Given instruction 1:
In the rows, begin at the line that has "Give the outline of every instance of the metal" and stop after the line that has "[[[0,100],[299,99],[299,79],[292,76],[4,76],[0,77]]]". Change "metal railing" to "steel railing" and give those lines back with nothing else altered.

Article:
_ _ _ _
Whenever I invite friends over for a dinner party, making something that everyone likes can be tough. But this simple chicken in mustard cream sauce with a brussel sprout salad has never let me down. I’ll leave it to Zach (our resident chef and wellness expert) to share his recipe with all of you.

 

This is one of the recipes that I would file under healthy-ish. Bobby and I have both been trying to keep our carb intake low, and making something that everyone can enjoy without breaking our diets can be difficult. But who doesn’t love some creamy chicken? Since anything in a heavy cream sauce can be a little rich, I paired it with a brussel sprout salad to lighten up the meal and balance out the chicken. Make it for your next dinner party or date night and let us know how it goes.
_ _ _ _
Given information:
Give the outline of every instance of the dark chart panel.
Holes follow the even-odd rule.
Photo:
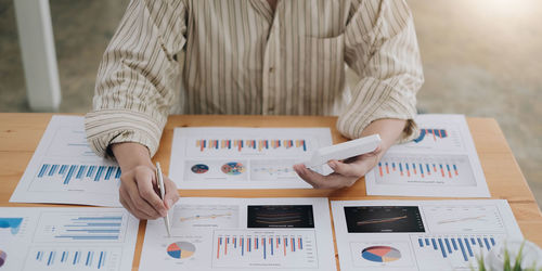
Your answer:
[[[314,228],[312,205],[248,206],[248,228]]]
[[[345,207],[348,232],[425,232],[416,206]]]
_ _ _ _
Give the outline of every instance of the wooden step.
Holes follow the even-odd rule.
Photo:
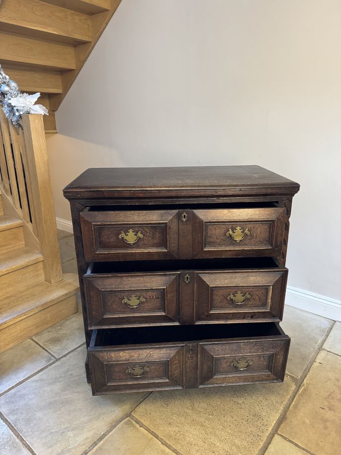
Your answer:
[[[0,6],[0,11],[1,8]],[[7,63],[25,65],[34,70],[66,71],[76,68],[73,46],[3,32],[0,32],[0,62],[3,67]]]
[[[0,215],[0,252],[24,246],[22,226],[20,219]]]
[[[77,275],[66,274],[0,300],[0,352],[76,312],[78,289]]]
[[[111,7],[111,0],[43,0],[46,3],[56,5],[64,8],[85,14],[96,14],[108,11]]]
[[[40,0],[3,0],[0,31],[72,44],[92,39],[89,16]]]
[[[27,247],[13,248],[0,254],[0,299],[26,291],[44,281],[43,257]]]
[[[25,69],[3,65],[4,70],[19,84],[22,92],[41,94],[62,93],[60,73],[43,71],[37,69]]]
_ _ _ _
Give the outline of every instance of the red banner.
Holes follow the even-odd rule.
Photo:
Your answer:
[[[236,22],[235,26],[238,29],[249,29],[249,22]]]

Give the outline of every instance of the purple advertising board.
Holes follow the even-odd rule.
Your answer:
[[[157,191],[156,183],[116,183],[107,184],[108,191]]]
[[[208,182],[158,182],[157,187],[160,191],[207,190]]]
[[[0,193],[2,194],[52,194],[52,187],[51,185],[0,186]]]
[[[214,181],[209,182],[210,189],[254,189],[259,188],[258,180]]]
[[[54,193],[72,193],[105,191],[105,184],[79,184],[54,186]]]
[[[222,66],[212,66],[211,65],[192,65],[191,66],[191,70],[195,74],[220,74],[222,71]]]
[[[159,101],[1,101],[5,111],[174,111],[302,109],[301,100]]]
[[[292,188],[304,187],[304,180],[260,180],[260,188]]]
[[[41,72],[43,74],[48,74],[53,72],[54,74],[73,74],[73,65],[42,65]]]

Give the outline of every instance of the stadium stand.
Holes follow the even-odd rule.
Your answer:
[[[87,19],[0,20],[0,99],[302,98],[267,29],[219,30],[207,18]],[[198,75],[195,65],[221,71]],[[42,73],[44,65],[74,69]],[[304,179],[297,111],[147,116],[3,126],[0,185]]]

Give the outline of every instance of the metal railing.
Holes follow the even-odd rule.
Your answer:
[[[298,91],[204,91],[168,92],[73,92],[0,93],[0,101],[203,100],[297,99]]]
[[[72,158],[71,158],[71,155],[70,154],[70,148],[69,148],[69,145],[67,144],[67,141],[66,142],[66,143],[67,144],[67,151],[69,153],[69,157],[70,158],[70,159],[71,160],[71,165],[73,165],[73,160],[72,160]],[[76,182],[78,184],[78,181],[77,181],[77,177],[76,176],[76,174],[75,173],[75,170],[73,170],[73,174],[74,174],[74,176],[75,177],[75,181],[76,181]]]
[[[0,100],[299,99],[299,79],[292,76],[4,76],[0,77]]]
_ _ _ _
Given instruction 2:
From the recipe introduction, copy the passage that begins at the words "This is one" and stops after "how it goes.".

Response 1:
Give the outline of every instance of the steel railing.
Holes follow the even-odd rule.
Your answer:
[[[298,91],[204,91],[168,92],[73,92],[0,93],[0,101],[203,100],[297,99]]]
[[[72,158],[71,158],[71,155],[70,154],[70,148],[69,148],[69,145],[67,144],[67,141],[66,142],[66,143],[67,144],[67,151],[69,153],[69,157],[70,158],[70,159],[71,160],[71,165],[73,165],[73,160],[72,160]],[[76,182],[78,184],[78,181],[77,181],[77,177],[76,176],[76,174],[75,173],[75,170],[73,170],[73,174],[74,174],[74,176],[75,177],[75,181],[76,181]]]
[[[0,100],[299,99],[299,79],[292,76],[4,76],[0,77]]]

Response 2:
This is one of the recipes that I would file under healthy-ish. Bobby and I have both been trying to keep our carb intake low, and making something that everyone can enjoy without breaking our diets can be difficult. But who doesn’t love some creamy chicken? Since anything in a heavy cream sauce can be a little rich, I paired it with a brussel sprout salad to lighten up the meal and balance out the chicken. Make it for your next dinner party or date night and let us know how it goes.